Exercise
Please copy the records below word for word.

Entries provided

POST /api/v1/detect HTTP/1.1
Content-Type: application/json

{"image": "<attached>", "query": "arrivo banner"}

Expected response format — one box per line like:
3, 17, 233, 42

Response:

Reply to the exercise
POST /api/v1/detect HTTP/1.1
Content-Type: application/json

{"image": "<attached>", "query": "arrivo banner"}

Expected response format — one box per line like:
3, 17, 233, 42

Response:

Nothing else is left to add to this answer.